What you write must match exactly the lines from the one with "pixel 63 188" through the last line of the material below.

▬▬▬▬▬▬

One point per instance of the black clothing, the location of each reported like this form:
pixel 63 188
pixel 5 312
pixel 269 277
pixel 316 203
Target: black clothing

▬▬▬▬▬▬

• SOLUTION:
pixel 63 188
pixel 5 312
pixel 269 277
pixel 316 203
Target: black clothing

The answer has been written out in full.